#### [Work to complete]
Copy out the text on S corporation salary planning word for word, in full.

#### [Excerpt to read]
--------
That begs the question though: What salary are you going to take from the S corporation?
Now, this is where things get complicated. If the salary is too low, the IRS hammers you with payroll tax penalties. If the salary is too high, you cheat yourself of tax savings.
To see how complicated salary planning for an S corporation can be, let’s take look at a real tax court case involving a CPA practice run by a single owner. In this case, the S corporation’s net earnings for the year were $246,000. How much salary should the owner of this S corporation take?
1. $20,000 (that’s what one owner actually took)
2. $246,000 (the law is going to make the owner take all the earnings as salary)
3. $176,000 (that’s the average earnings from corporations like this one)
4. $91,000 (this is the salary that would be paid to a high-level staff person enhanced by the additional billing rate percentage of a partner).
The correct answer is $91,000.
In a case involving a CPA running his own practice, the IRS expert actually agreed that a salary of $91,000 was reasonable compensation. He did this by consulting the Management of an Accounting Practice (MAP) survey that is conducted by the American Institute of Certified Public Accountants.
The MAP survey showed that owner-employees like the CPA in this example would receive approximately $176,000 annually in combined compensation and return on investment.
To determine the salary portion, the IRS expert found that a director (an employee with no ownership interest) would earn $70,000 a year. Since owners billed at rates 33 percent higher than directors, the IRS expert took the $70,000 and enhanced it by 33 percent and then made a couple of other minor adjustments to arrive at the $91,000 salary.
This example shows that the S corporation provides salary planning opportunities that allow owners to minimize their payroll taxes. The key, however, is to keep good evidence of why your salary, as low as it might be, is considered a reasonable salary.
--------
#### [Provided information]

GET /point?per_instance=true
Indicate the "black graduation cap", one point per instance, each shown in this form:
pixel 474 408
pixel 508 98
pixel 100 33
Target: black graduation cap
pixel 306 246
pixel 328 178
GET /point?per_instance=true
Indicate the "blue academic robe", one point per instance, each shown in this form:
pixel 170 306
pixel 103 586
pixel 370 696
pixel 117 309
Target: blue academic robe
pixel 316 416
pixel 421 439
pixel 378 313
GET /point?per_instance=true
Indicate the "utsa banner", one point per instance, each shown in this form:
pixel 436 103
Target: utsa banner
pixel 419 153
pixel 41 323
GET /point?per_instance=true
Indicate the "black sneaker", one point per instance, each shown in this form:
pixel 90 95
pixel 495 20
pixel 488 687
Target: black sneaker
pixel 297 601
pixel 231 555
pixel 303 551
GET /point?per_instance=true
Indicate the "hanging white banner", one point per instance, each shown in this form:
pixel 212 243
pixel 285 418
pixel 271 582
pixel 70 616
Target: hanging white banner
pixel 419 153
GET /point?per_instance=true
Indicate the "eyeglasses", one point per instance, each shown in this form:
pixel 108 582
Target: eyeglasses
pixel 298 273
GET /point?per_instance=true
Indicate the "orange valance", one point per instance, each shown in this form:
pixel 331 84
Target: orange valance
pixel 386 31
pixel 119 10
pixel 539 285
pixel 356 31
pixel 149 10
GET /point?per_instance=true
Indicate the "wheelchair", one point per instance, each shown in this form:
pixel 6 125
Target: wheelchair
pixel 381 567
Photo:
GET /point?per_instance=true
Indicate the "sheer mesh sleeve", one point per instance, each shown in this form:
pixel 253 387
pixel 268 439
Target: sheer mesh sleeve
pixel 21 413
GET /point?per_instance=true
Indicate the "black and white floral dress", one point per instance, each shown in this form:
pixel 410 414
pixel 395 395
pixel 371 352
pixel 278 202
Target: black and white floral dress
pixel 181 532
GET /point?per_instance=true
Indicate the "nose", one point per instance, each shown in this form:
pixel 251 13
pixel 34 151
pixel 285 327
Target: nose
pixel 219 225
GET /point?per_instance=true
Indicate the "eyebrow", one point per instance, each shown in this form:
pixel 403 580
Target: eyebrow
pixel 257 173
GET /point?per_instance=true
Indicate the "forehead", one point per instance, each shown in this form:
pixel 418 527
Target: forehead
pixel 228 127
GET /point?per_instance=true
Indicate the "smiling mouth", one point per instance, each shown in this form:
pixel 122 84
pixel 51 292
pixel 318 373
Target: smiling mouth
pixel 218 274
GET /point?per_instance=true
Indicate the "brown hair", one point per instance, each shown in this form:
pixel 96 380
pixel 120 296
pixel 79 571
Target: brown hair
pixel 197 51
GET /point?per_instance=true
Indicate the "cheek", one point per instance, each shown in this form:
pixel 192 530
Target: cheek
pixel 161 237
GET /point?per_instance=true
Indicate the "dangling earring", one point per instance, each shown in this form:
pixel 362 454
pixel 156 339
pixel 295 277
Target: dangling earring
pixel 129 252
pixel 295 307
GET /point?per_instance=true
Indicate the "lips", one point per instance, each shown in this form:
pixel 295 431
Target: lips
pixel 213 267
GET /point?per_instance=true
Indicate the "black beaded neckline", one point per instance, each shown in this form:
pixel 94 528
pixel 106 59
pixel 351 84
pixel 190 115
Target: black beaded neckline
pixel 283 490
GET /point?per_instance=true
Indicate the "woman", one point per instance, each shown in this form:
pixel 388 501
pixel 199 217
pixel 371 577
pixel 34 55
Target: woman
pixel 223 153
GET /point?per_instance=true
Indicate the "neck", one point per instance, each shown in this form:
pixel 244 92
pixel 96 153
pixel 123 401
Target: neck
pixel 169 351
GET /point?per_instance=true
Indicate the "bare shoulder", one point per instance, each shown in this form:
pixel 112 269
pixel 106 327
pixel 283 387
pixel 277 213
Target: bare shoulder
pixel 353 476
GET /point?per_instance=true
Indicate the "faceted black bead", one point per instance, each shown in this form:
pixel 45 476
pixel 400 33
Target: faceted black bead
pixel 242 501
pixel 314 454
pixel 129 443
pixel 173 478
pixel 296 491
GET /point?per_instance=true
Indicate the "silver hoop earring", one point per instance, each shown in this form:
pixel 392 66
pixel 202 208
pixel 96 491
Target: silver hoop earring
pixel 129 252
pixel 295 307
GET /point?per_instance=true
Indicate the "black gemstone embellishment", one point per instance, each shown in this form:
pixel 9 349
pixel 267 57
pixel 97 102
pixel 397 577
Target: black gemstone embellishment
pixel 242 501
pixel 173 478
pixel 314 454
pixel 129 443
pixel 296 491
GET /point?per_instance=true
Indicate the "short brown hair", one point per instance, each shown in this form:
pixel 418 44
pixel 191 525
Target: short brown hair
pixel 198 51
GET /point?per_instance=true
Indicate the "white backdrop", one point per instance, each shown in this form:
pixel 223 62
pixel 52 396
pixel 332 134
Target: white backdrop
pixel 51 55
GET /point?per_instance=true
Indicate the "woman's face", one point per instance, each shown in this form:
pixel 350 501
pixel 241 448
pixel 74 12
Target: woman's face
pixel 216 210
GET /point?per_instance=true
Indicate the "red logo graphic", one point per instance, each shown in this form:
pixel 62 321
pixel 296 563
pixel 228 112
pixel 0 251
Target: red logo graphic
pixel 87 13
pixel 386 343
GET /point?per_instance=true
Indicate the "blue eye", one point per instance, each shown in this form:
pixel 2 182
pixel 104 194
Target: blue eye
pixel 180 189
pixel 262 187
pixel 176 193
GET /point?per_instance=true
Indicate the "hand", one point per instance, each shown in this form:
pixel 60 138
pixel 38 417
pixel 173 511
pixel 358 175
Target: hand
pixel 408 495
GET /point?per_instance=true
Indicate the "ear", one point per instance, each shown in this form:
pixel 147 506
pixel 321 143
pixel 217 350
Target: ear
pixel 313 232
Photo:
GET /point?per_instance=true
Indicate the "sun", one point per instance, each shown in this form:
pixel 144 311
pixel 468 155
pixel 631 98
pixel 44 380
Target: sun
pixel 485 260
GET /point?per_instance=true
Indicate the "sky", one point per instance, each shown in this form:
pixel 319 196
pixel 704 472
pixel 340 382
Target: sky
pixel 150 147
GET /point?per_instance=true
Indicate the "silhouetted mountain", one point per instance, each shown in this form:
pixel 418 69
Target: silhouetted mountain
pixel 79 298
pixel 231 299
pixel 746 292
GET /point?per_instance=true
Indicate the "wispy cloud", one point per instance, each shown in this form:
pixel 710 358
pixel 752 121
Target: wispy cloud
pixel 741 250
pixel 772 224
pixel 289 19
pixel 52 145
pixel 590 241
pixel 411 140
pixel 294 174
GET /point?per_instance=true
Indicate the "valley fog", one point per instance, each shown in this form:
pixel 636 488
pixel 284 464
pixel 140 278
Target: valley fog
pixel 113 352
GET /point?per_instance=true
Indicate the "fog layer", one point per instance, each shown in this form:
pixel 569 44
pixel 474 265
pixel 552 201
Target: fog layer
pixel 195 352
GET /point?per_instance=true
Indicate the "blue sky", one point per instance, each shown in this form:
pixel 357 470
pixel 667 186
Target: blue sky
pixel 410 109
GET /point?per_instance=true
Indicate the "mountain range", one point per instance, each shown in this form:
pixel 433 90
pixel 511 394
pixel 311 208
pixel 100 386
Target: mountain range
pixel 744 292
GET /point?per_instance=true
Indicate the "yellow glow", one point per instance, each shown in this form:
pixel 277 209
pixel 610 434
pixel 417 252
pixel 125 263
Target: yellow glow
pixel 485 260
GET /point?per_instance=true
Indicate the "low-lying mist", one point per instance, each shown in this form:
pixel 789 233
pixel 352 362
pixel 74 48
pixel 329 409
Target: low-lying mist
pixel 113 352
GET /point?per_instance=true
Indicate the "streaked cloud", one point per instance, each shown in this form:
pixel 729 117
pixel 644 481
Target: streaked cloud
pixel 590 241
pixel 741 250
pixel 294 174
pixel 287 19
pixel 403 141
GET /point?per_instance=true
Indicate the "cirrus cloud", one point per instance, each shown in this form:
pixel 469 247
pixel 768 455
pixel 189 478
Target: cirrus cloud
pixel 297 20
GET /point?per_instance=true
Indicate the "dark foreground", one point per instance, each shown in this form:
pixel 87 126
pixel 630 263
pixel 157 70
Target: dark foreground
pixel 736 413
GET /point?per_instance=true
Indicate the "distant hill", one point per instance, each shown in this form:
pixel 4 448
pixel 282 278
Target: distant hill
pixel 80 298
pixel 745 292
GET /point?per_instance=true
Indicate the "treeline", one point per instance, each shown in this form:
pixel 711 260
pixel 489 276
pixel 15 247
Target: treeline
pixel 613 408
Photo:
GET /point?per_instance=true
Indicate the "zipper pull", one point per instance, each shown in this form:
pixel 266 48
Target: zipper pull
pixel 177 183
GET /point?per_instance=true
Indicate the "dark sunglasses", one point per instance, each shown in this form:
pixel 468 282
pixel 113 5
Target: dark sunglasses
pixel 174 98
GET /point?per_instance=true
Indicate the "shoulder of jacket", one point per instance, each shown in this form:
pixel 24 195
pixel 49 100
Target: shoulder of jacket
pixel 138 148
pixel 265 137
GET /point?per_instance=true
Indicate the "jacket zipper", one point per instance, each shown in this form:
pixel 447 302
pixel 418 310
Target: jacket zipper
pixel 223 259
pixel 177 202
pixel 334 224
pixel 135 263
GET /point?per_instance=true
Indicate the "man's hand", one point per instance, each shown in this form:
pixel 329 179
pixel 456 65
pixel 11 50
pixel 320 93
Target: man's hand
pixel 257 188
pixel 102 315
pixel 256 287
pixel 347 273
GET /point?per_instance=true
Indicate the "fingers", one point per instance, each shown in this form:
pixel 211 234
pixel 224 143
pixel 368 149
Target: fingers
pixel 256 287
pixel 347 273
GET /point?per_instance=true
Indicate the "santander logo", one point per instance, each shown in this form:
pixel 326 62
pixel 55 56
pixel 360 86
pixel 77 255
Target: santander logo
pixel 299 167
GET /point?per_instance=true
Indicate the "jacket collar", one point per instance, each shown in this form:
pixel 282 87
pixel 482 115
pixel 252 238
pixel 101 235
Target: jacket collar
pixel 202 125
--------
#### [Exercise result]
That begs the question though: What salary are you going to take from the S corporation?
Now, this is where things get complicated. If the salary is too low, the IRS hammers you with payroll tax penalties. If the salary is too high, you cheat yourself of tax savings.
To see how complicated salary planning for an S corporation can be, let’s take look at a real tax court case involving a CPA practice run by a single owner. In this case, the S corporation’s net earnings for the year were $246,000. How much salary should the owner of this S corporation take?
1. $20,000 (that’s what one owner actually took)
2. $246,000 (the law is going to make the owner take all the earnings as salary)
3. $176,000 (that’s the average earnings from corporations like this one)
4. $91,000 (this is the salary that would be paid to a high-level staff person enhanced by the additional billing rate percentage of a partner).
The correct answer is $91,000.
In a case involving a CPA running his own practice, the IRS expert actually agreed that a salary of $91,000 was reasonable compensation. He did this by consulting the Management of an Accounting Practice (MAP) survey that is conducted by the American Institute of Certified Public Accountants.
The MAP survey showed that owner-employees like the CPA in this example would receive approximately $176,000 annually in combined compensation and return on investment.
To determine the salary portion, the IRS expert found that a director (an employee with no ownership interest) would earn $70,000 a year. Since owners billed at rates 33 percent higher than directors, the IRS expert took the $70,000 and enhanced it by 33 percent and then made a couple of other minor adjustments to arrive at the $91,000 salary.
This example shows that the S corporation provides salary planning opportunities that allow owners to minimize their payroll taxes. The key, however, is to keep good evidence of why your salary, as low as it might be, is considered a reasonable salary.